待做题目: 将下面所有的行改写成编号列表，略去空行。
-=-=-
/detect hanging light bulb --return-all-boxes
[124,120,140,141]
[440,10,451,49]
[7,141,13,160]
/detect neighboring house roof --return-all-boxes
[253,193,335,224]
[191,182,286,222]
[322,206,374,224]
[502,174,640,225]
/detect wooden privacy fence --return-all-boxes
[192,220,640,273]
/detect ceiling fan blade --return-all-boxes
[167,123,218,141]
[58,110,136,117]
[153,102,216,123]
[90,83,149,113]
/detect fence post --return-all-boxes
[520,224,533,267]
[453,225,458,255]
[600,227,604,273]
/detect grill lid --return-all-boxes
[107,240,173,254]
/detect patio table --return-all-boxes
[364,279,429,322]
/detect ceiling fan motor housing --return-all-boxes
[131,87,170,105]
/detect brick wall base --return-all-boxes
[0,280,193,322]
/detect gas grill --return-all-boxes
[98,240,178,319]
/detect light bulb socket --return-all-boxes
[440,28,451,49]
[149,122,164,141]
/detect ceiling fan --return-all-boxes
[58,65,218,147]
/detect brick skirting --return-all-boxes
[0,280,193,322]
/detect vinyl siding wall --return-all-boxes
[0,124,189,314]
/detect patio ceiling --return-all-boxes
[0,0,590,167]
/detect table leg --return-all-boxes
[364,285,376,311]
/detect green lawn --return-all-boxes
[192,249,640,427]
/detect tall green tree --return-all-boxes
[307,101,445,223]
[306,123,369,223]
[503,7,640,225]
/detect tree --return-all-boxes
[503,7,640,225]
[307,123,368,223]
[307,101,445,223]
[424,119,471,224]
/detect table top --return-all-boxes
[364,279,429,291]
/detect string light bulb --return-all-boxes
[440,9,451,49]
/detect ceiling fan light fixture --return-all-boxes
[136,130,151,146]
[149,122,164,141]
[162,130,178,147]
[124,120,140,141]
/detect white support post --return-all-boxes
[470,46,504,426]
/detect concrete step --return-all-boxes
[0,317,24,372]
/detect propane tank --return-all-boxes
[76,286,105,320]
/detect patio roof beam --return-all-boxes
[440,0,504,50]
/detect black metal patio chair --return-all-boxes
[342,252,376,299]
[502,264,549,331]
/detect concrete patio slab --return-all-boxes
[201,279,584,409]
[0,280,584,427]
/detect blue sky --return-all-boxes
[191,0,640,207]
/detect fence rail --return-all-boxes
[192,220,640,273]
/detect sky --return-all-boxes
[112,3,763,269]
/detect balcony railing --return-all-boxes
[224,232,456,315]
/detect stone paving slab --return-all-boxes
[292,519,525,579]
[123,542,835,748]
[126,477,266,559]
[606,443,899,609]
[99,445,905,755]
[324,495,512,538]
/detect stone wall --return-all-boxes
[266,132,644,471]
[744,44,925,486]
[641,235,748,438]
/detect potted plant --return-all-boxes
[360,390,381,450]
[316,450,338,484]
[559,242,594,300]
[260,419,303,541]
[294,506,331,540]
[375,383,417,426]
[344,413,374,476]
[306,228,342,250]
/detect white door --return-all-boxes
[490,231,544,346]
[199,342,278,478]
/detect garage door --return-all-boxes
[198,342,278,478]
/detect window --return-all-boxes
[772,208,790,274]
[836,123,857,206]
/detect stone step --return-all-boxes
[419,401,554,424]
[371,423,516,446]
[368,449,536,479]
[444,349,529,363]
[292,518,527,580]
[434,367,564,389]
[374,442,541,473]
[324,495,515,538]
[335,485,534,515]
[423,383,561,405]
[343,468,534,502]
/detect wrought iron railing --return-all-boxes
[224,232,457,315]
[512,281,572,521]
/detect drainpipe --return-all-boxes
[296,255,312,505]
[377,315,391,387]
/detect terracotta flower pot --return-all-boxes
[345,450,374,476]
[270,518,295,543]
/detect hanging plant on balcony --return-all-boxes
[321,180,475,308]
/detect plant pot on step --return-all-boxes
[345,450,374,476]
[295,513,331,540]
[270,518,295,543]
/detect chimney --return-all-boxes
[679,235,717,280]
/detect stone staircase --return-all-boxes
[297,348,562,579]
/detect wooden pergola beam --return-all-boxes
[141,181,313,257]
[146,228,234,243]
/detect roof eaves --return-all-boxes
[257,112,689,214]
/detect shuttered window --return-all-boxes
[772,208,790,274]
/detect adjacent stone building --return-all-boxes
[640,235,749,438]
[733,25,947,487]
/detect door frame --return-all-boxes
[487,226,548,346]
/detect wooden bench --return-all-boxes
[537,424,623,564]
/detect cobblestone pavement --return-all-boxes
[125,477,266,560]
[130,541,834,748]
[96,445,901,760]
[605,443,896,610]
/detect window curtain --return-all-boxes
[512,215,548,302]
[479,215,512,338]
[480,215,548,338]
-=-=-
参考答案:
1. /detect hanging light bulb --return-all-boxes
2. [124,120,140,141]
3. [440,10,451,49]
4. [7,141,13,160]
5. /detect neighboring house roof --return-all-boxes
6. [253,193,335,224]
7. [191,182,286,222]
8. [322,206,374,224]
9. [502,174,640,225]
10. /detect wooden privacy fence --return-all-boxes
11. [192,220,640,273]
12. /detect ceiling fan blade --return-all-boxes
13. [167,123,218,141]
14. [58,110,136,117]
15. [153,102,216,123]
16. [90,83,149,113]
17. /detect fence post --return-all-boxes
18. [520,224,533,267]
19. [453,225,458,255]
20. [600,227,604,273]
21. /detect grill lid --return-all-boxes
22. [107,240,173,254]
23. /detect patio table --return-all-boxes
24. [364,279,429,322]
25. /detect ceiling fan motor housing --return-all-boxes
26. [131,87,170,105]
27. /detect brick wall base --return-all-boxes
28. [0,280,193,322]
29. /detect gas grill --return-all-boxes
30. [98,240,178,319]
31. /detect light bulb socket --return-all-boxes
32. [440,28,451,49]
33. [149,122,164,141]
34. /detect ceiling fan --return-all-boxes
35. [58,65,218,147]
36. /detect brick skirting --return-all-boxes
37. [0,280,193,322]
38. /detect vinyl siding wall --return-all-boxes
39. [0,124,189,314]
40. /detect patio ceiling --return-all-boxes
41. [0,0,590,167]
42. /detect table leg --return-all-boxes
43. [364,285,376,311]
44. /detect green lawn --return-all-boxes
45. [192,249,640,427]
46. /detect tall green tree --return-all-boxes
47. [307,101,445,223]
48. [306,123,369,223]
49. [503,7,640,225]
50. /detect tree --return-all-boxes
51. [503,7,640,225]
52. [307,123,368,223]
53. [307,101,445,223]
54. [424,119,471,224]
55. /detect table top --return-all-boxes
56. [364,279,429,291]
57. /detect string light bulb --return-all-boxes
58. [440,9,451,49]
59. /detect ceiling fan light fixture --return-all-boxes
60. [136,130,151,146]
61. [149,122,164,141]
62. [162,130,178,147]
63. [124,120,140,141]
64. /detect white support post --return-all-boxes
65. [470,46,504,426]
66. /detect concrete step --return-all-boxes
67. [0,317,24,372]
68. /detect propane tank --return-all-boxes
69. [76,286,105,320]
70. /detect patio roof beam --return-all-boxes
71. [440,0,504,50]
72. /detect black metal patio chair --return-all-boxes
73. [342,252,376,299]
74. [502,264,549,331]
75. /detect concrete patio slab --return-all-boxes
76. [201,279,584,409]
77. [0,280,584,427]
78. /detect blue sky --return-all-boxes
79. [191,0,640,207]
80. /detect fence rail --return-all-boxes
81. [192,220,640,273]
82. /detect sky --return-all-boxes
83. [112,3,763,269]
84. /detect balcony railing --return-all-boxes
85. [224,232,456,315]
86. /detect stone paving slab --return-all-boxes
87. [292,519,525,579]
88. [123,542,835,748]
89. [126,477,266,559]
90. [606,443,899,609]
91. [99,445,905,755]
92. [324,495,512,538]
93. /detect stone wall --return-all-boxes
94. [266,132,644,471]
95. [744,44,925,486]
96. [641,235,748,438]
97. /detect potted plant --return-all-boxes
98. [360,390,381,450]
99. [316,450,338,484]
100. [559,242,594,300]
101. [260,419,303,541]
102. [294,506,331,540]
103. [375,383,417,426]
104. [344,413,374,476]
105. [306,228,342,250]
106. /detect white door --return-all-boxes
107. [490,231,544,346]
108. [199,342,278,478]
109. /detect garage door --return-all-boxes
110. [198,342,278,478]
111. /detect window --return-all-boxes
112. [772,208,790,274]
113. [836,123,857,206]
114. /detect stone step --return-all-boxes
115. [419,401,554,424]
116. [371,423,516,446]
117. [368,449,536,479]
118. [444,349,529,363]
119. [292,518,527,580]
120. [434,367,564,389]
121. [374,442,541,473]
122. [324,495,515,538]
123. [335,485,534,515]
124. [423,383,561,405]
125. [343,468,534,502]
126. /detect wrought iron railing --return-all-boxes
127. [224,232,457,315]
128. [512,281,572,521]
129. /detect drainpipe --return-all-boxes
130. [296,255,312,505]
131. [377,315,391,387]
132. /detect terracotta flower pot --return-all-boxes
133. [345,450,374,476]
134. [270,518,295,543]
135. /detect hanging plant on balcony --return-all-boxes
136. [321,180,475,308]
137. /detect plant pot on step --return-all-boxes
138. [345,450,374,476]
139. [295,513,331,540]
140. [270,518,295,543]
141. /detect chimney --return-all-boxes
142. [679,235,717,280]
143. /detect stone staircase --return-all-boxes
144. [297,348,562,579]
145. /detect wooden pergola beam --return-all-boxes
146. [141,181,313,257]
147. [146,228,234,243]
148. /detect roof eaves --return-all-boxes
149. [257,112,689,214]
150. /detect shuttered window --return-all-boxes
151. [772,208,790,274]
152. /detect adjacent stone building --return-all-boxes
153. [640,235,749,438]
154. [733,25,947,487]
155. /detect door frame --return-all-boxes
156. [487,226,548,346]
157. /detect wooden bench --return-all-boxes
158. [537,424,623,564]
159. /detect cobblestone pavement --return-all-boxes
160. [125,477,266,560]
161. [130,541,834,748]
162. [96,445,901,760]
163. [605,443,896,610]
164. /detect window curtain --return-all-boxes
165. [512,215,548,302]
166. [479,215,512,338]
167. [480,215,548,338]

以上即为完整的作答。